-------- EXCERPT TO READ

On March 19, the FDA announced guidance for a medical device ISO 13485:2003 voluntary audit report submission program. The document provides a strategy for responding to Section 228 of the Food and Drug Administration Amendments Act of 2007, which states that:
“For the purpose of setting risk-based inspectional priorities, the Secretary shall accept voluntary submissions of reports of audits assessing conformance with appropriate quality system standards set by the International Organization for Standardization (ISO) and identified by the Secretary in public notice. If the owner or operator of an establishment elects to submit audit reports under this subparagraph, the owner or operator shall submit all such audit reports with respect to the establishment during the preceding 2-year periods.”
Starting June 5, 2012, the FDA will launch a voluntary pilot program that allows device manufacturers that have been audited under one of the regulatory systems implemented by the Global Harmonization Task Force (GHTF) using the 13485:2003 standard to voluntarily submit those results to the FDA to be considered for a possible one-year bye from FDA inspection.
“If, based on that report,” the guidance states, “FDA’s analysis or compliance decision meets the requirements of the FDA’s Medical Device Compliance Program 7382.845 for “Situation II,” that there is minimal probability—in light of the relationship between the quality system deficiencies observed and the particular device and manufacturing processes involved—that the establishment will produce nonconforming and/or defective finished devices,then FDA intends to use the audit results as part of its risk assessment to determine whether that establishment can be removed from FDA’s routine inspection work planfor one year from the last day of the ISO 13485:2003 audit.”
If FDA reviewers accept a manufacturer’s most recent ISO 13485 audit report, that company is exempted from FDA quality system inspection for one year from the date of its most recent ISO 13485 audit.
“The world is using 13485 and many quality-management systems audits are being performed by other regulators and third-party authorized auditing bodies,” says Kim Trautman, associate director for international affairs for the Center for Devices and Radiological Health. “The FDA wants to explore how we can leverage off some of these other audits and utilize some of the trusted partners’ work in auditing manufacturers.”
The program is only available to manufacturers that have already registered their devices for sale in the U.S.and established FDA GMP-compliant quality systems. Furthermore, qualifying manufacturers must also have ISO 13485 certification in place prior to participation in the program.
Manufacturers should make arrangements with their regulatory third-party auditors prior to the scheduled audit to ensure that the audit and its report will be eligible for the pilot program. The FDA will consider for eligibility under this pilot program ISO 13485:2003 audit reports sent to the FDA within 90 days from the last day of the most recent audit. Reports can be either a full assessment of the establishment’s Quality Management System (QMS) or a surveillance audit of the establishment’s QMS.
“We will use ISO 13485 as a risk-based process for planning and using FDA resources and inspection resources wisely,” adds Trautman. “We are very excited to launch this new program and hope that manufacturers take this opportunity. FDA wants to use this experience to help further develop a medical device single-audit program. We’re excited to possibly use information that’s already available to help us optimize the use of FDA resources and really put those resources toward the places that need the most attention.”

----------------

▸ **ACTIONS TO TAKE**
• A. Answer these questions using the article on the FDA audit pilot program:
(i) On what date does the voluntary pilot program start?
(ii) Within how many days from the last day of the most recent audit must an audit report be sent to the FDA to be considered?
(iii) What position does Kim Trautman hold?
• B. Copy the article on the FDA audit pilot program word for word, from "Starting June 5, 2012, the" to "from FDA inspection.".

-------- GIVEN RECORDS

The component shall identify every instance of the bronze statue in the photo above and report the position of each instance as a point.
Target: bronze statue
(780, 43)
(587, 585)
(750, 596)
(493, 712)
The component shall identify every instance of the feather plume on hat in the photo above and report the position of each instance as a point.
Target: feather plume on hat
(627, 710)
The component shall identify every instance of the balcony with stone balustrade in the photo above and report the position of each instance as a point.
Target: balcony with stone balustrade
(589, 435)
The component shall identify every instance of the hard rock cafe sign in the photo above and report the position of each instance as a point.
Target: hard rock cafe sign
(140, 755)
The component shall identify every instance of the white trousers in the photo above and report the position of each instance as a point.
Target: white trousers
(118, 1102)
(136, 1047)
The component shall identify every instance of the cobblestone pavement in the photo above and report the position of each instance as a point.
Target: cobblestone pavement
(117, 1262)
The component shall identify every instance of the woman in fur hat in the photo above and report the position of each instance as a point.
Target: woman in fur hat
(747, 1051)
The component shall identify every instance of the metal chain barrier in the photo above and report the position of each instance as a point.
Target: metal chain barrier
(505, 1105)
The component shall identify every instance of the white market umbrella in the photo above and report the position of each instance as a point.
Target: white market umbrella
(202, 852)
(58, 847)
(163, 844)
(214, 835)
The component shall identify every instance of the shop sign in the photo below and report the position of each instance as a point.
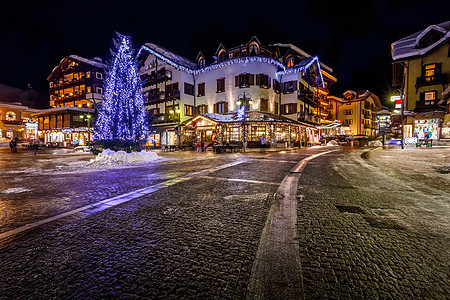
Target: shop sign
(410, 140)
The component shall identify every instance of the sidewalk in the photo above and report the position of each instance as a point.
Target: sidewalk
(427, 165)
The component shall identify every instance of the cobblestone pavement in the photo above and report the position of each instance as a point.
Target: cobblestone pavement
(367, 232)
(196, 239)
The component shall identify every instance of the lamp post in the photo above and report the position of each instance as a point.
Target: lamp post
(243, 101)
(87, 117)
(402, 98)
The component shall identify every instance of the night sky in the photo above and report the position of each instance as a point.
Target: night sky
(352, 38)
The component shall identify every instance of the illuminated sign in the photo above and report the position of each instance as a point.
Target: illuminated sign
(398, 102)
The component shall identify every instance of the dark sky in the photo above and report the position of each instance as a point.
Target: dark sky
(352, 38)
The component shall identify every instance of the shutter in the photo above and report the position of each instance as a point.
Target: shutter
(438, 69)
(258, 79)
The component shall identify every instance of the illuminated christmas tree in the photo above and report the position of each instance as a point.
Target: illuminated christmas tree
(122, 116)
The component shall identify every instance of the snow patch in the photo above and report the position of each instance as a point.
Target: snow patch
(110, 157)
(15, 190)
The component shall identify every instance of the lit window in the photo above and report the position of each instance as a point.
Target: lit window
(222, 55)
(430, 70)
(430, 96)
(290, 62)
(10, 116)
(201, 63)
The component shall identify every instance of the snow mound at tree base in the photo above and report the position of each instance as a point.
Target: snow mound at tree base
(110, 157)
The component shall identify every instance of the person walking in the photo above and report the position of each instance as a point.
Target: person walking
(11, 145)
(15, 144)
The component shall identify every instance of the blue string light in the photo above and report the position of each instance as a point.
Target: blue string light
(122, 115)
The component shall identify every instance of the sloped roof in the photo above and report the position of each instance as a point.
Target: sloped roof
(409, 46)
(178, 59)
(28, 97)
(80, 59)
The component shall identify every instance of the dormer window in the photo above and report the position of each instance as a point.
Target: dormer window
(253, 49)
(290, 61)
(201, 63)
(222, 55)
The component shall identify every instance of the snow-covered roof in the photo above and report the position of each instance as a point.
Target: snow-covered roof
(178, 59)
(251, 116)
(91, 62)
(66, 108)
(302, 53)
(409, 46)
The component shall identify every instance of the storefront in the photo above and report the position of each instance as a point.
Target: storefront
(426, 128)
(258, 129)
(66, 126)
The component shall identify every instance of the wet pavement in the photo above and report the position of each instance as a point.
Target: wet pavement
(360, 226)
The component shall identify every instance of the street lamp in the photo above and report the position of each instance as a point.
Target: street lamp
(401, 99)
(243, 101)
(87, 117)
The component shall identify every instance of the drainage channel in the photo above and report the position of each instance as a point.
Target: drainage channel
(276, 272)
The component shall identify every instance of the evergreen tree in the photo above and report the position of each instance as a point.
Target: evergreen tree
(122, 116)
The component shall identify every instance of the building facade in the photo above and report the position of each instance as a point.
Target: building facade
(16, 109)
(76, 89)
(357, 112)
(421, 65)
(280, 79)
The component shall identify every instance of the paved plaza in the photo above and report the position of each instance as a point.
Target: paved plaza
(368, 223)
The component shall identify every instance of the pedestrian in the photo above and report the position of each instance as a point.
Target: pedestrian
(11, 145)
(15, 144)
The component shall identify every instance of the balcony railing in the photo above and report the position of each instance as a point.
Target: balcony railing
(429, 80)
(302, 117)
(427, 105)
(308, 97)
(15, 122)
(161, 97)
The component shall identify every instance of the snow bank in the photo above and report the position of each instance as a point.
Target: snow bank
(332, 143)
(110, 157)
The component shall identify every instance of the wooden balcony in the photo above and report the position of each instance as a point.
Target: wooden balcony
(154, 78)
(161, 97)
(9, 122)
(430, 80)
(308, 97)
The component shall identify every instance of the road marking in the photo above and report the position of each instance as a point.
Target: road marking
(240, 180)
(276, 271)
(108, 203)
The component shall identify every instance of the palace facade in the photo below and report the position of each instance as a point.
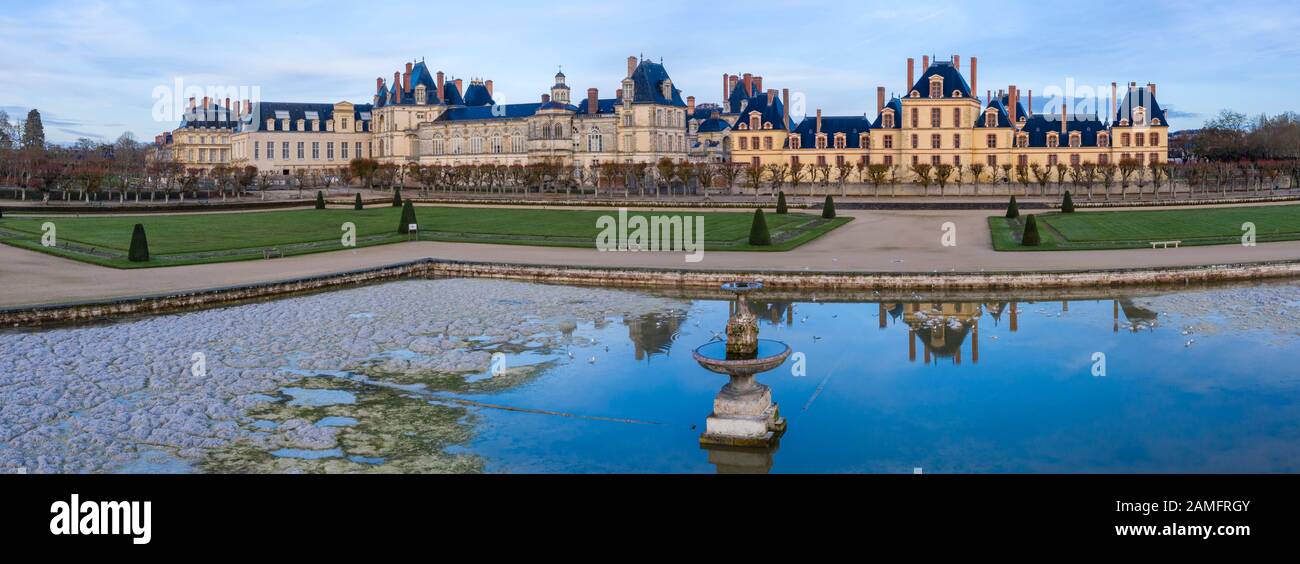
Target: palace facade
(425, 117)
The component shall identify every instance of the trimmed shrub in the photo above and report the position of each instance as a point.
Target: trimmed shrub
(139, 251)
(1031, 233)
(758, 234)
(828, 208)
(407, 217)
(1013, 211)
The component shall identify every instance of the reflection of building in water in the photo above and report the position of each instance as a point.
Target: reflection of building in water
(1136, 317)
(940, 328)
(775, 312)
(654, 333)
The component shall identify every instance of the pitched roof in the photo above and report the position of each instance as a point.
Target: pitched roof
(896, 104)
(852, 126)
(648, 79)
(256, 121)
(1140, 98)
(953, 81)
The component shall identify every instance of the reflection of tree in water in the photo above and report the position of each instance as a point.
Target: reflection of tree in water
(654, 333)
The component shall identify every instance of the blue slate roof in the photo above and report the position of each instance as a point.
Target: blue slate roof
(213, 117)
(256, 121)
(1140, 98)
(953, 81)
(852, 126)
(772, 113)
(477, 95)
(896, 104)
(713, 125)
(602, 107)
(490, 112)
(1039, 126)
(648, 79)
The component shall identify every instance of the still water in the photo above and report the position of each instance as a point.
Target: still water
(597, 381)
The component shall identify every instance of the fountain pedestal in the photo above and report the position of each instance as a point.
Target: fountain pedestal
(744, 412)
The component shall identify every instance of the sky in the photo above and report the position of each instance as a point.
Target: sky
(95, 69)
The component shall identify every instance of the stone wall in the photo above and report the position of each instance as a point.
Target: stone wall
(654, 278)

----------------

▸ **ANSWERS BY ITEM**
• A.
(i) June 5, 2012
(ii) 90 days
(iii) Associate director for international affairs for the Center for Devices and Radiological Health

• B.
Starting June 5, 2012, the FDA will launch a voluntary pilot program that allows device manufacturers that have been audited under one of the regulatory systems implemented by the Global Harmonization Task Force (GHTF) using the 13485:2003 standard to voluntarily submit those results to the FDA to be considered for a possible one-year bye from FDA inspection.